> [Exercise brief]: Can you return, unchanged, the lines from the one that contains "Target = air vent grille" to the last line, with the pictures left out?

> [Information provided]:
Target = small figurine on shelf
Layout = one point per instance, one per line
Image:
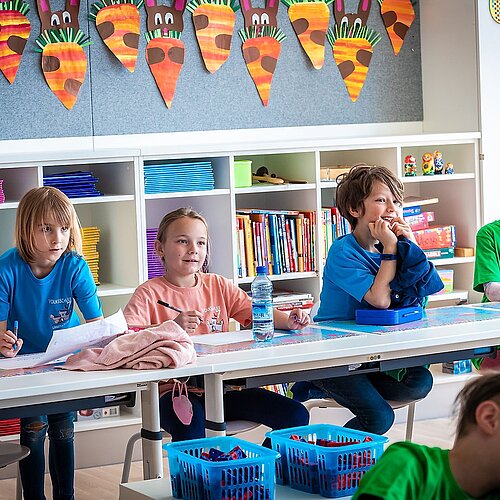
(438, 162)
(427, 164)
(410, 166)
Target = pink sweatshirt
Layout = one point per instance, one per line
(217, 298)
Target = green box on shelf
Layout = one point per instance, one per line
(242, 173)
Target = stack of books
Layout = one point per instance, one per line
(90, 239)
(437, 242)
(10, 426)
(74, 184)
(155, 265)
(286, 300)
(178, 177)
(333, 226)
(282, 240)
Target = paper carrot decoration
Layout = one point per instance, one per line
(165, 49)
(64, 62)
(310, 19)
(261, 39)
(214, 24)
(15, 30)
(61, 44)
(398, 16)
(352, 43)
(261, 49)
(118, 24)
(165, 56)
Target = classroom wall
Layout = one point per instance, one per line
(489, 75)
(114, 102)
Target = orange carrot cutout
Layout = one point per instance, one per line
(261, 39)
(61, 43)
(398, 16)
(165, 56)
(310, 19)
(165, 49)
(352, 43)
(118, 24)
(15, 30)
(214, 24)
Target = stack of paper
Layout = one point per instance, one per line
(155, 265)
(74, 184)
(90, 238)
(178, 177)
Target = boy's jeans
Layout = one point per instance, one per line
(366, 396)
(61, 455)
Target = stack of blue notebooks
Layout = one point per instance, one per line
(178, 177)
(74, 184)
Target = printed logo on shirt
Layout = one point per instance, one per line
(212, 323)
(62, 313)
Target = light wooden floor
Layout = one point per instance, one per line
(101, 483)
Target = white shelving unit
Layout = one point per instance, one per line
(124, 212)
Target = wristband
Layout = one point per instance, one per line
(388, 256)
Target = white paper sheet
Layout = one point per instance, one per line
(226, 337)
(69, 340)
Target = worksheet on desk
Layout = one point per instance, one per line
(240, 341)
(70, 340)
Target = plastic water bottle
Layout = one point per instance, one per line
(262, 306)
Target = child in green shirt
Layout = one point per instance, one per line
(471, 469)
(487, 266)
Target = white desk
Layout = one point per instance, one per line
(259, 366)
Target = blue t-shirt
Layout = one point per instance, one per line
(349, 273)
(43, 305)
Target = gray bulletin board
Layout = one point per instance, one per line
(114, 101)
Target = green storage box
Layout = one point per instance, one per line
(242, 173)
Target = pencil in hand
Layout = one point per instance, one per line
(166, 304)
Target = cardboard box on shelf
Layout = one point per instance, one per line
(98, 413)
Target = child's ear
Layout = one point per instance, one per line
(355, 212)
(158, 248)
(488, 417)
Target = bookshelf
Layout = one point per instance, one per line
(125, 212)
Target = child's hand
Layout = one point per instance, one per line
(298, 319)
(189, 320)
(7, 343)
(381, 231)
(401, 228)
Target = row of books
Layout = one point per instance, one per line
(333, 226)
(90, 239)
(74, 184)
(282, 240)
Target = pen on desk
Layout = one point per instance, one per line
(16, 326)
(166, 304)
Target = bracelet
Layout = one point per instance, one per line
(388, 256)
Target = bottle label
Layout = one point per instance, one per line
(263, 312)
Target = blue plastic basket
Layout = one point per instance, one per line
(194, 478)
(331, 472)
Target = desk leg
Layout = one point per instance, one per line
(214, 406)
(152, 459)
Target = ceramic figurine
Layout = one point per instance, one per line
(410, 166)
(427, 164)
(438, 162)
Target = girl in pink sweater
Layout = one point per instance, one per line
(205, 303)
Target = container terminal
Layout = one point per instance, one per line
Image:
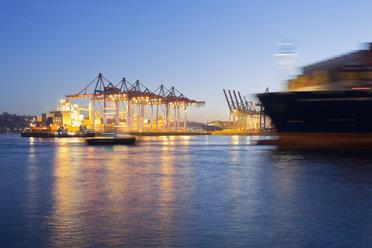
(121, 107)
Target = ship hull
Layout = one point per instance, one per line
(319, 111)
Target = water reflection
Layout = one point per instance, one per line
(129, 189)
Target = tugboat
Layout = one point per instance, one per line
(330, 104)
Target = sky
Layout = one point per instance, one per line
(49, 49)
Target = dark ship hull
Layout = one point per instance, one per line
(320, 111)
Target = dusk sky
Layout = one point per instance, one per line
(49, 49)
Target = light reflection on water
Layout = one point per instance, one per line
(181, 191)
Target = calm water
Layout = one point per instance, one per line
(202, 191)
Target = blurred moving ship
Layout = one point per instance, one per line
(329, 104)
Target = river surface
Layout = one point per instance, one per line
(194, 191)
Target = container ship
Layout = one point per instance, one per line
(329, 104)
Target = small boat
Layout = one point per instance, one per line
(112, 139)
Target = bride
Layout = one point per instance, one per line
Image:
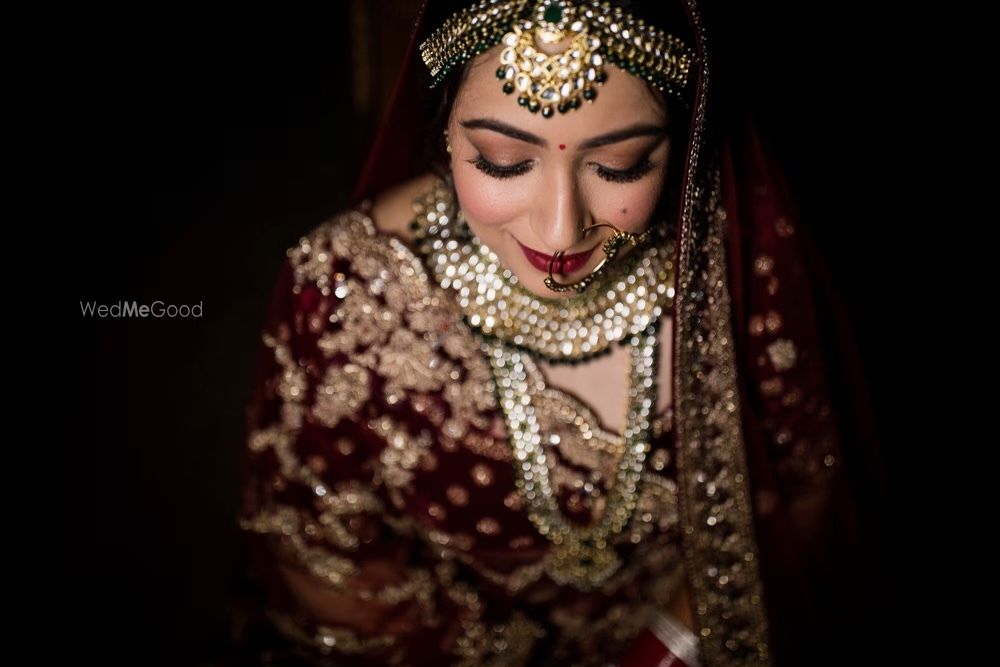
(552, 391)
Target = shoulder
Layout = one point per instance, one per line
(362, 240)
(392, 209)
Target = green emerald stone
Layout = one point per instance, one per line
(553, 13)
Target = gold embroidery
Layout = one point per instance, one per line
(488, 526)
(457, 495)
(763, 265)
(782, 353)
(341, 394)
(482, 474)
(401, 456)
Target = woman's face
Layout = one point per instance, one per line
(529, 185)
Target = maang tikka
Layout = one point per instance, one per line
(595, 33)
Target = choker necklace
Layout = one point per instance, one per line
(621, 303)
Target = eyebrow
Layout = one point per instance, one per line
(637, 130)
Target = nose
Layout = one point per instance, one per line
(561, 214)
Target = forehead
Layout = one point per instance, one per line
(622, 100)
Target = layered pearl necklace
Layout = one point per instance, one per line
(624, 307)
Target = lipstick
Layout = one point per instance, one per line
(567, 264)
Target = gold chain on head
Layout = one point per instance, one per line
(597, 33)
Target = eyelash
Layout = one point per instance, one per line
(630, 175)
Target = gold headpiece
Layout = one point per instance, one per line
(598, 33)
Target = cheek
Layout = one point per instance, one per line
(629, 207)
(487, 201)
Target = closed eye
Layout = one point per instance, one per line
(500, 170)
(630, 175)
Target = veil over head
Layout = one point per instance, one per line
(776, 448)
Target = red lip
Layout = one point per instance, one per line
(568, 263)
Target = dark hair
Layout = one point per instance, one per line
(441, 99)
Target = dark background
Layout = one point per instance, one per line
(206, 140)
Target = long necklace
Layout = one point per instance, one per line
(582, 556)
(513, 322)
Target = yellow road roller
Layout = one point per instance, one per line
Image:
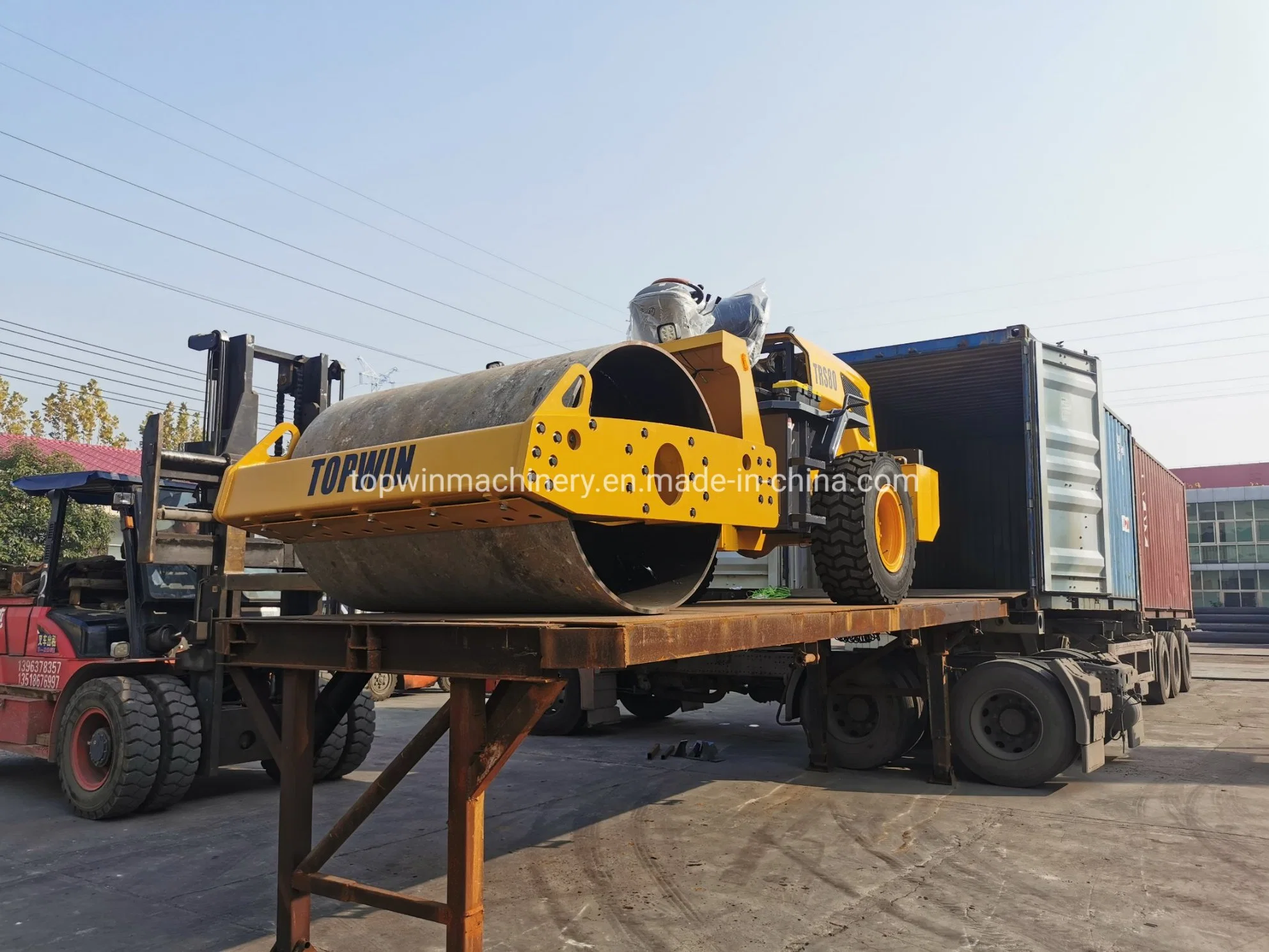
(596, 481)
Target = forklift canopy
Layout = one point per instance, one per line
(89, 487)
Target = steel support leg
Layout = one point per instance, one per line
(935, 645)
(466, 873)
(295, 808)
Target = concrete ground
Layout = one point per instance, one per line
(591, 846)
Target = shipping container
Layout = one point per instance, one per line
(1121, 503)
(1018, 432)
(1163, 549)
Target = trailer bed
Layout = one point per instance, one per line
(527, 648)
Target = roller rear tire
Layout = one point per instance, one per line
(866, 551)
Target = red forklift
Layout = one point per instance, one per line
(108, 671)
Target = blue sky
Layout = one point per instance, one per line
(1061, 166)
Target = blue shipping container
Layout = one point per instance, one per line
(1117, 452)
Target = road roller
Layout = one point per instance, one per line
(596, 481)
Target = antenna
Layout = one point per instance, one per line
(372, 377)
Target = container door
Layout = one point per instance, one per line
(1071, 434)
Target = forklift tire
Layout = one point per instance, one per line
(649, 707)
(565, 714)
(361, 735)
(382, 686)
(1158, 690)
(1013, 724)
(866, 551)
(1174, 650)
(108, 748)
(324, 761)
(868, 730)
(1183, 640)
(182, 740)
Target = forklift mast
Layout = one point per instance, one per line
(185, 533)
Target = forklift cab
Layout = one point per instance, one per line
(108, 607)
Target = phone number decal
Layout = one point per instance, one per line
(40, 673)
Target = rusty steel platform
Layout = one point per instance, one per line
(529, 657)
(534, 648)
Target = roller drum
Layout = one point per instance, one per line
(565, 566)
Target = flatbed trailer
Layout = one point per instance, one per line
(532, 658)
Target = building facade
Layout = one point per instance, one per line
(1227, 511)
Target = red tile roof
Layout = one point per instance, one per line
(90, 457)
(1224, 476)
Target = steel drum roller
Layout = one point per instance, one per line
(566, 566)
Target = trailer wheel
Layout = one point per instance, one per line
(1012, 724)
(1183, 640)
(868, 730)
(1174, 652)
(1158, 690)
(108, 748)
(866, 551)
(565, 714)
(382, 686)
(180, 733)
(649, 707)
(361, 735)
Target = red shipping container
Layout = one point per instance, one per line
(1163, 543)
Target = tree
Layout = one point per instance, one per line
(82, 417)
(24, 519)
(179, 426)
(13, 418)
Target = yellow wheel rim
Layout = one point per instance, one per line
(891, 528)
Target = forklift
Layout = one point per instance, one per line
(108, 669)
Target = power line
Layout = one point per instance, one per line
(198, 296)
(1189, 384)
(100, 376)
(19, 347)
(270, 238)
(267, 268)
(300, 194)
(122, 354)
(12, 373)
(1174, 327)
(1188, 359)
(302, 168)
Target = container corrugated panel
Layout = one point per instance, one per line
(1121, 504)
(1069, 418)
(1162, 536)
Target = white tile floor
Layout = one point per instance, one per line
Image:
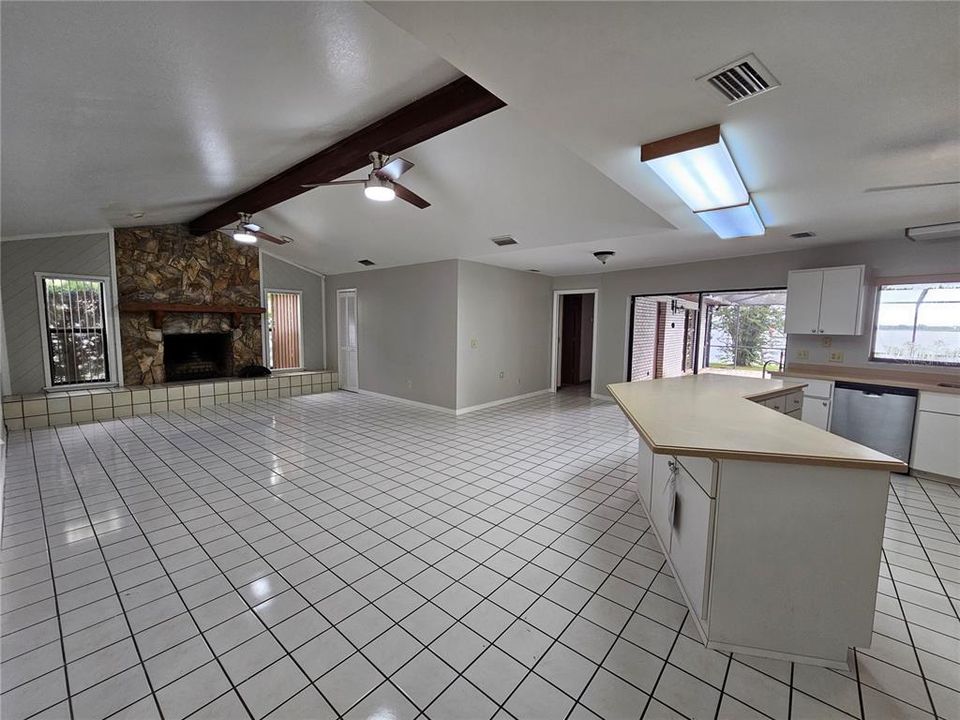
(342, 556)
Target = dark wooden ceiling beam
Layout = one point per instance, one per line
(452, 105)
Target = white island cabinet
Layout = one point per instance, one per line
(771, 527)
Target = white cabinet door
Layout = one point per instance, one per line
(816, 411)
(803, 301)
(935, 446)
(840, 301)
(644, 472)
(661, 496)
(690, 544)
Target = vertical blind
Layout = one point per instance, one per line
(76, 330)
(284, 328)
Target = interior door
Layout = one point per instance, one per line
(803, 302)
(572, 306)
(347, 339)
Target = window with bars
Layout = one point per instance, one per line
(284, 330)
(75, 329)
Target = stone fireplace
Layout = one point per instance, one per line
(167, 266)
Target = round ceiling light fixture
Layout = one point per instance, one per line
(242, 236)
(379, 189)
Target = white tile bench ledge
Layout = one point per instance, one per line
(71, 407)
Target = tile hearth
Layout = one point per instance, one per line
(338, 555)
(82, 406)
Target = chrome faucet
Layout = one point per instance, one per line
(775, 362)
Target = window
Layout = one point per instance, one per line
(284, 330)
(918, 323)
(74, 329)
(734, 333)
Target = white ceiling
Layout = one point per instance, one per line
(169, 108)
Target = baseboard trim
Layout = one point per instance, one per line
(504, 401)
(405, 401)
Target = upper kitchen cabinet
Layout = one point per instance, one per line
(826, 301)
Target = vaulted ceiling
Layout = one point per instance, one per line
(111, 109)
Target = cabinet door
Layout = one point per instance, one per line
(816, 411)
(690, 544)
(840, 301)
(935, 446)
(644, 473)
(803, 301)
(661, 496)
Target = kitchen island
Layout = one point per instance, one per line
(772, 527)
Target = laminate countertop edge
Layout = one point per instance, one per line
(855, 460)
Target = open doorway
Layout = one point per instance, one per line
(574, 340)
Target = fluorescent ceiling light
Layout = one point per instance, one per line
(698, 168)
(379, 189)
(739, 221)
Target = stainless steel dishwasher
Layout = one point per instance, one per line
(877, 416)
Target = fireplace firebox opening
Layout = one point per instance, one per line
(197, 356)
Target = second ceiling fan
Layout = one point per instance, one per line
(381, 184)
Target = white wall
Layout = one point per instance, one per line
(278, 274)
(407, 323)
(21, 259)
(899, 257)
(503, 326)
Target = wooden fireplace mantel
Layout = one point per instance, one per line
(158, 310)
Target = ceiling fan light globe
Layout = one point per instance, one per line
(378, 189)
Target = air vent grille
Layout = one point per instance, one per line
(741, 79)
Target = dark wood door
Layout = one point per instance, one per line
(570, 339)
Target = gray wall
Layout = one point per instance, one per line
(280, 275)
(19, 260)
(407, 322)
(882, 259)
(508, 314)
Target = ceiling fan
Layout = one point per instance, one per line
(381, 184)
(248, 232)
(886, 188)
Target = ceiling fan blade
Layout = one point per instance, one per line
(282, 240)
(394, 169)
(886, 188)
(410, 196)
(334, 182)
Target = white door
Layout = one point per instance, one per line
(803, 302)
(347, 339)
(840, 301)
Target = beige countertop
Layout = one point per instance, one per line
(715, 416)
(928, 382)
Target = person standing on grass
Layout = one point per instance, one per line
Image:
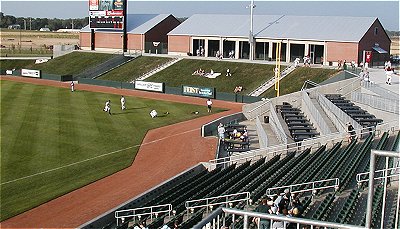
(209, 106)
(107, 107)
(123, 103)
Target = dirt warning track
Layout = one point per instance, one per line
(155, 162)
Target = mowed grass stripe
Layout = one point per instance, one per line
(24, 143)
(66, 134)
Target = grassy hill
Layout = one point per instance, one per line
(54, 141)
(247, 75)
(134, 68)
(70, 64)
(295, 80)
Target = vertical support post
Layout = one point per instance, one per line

> [Solution to this task]:
Target = air vent grille
Layout = one point per instance, one per line
(741, 79)
Target = dark wood door
Layout = one point per instance, one per line
(570, 339)
Target = gray wall
Layout = one point per instance, one per line
(280, 275)
(19, 260)
(407, 322)
(882, 259)
(508, 314)
Target = ceiling fan
Layout = one point per instance, one per line
(381, 184)
(248, 232)
(886, 188)
Target = ceiling fan blade
Layout = one point per instance, one per line
(282, 240)
(394, 169)
(886, 188)
(410, 196)
(334, 182)
Target = white door
Layout = one point per instance, one per line
(803, 302)
(347, 339)
(840, 301)
Target = beige countertop
Layout = one point per instance, one per line
(715, 416)
(928, 382)
Target = person standing on grass
Layout = one point per instance, one per line
Image:
(209, 106)
(107, 107)
(123, 103)
Target = dirt warning track
Layout = one point per instance, one per line
(155, 162)
Target = mowed grass stripe
Layout = one point per instance, one per line
(24, 143)
(66, 134)
Target = grassy hill
Layout = one point per instance, one per line
(54, 141)
(247, 75)
(134, 68)
(70, 64)
(295, 80)
Target = vertical support post
Layout = one point per instance, one per line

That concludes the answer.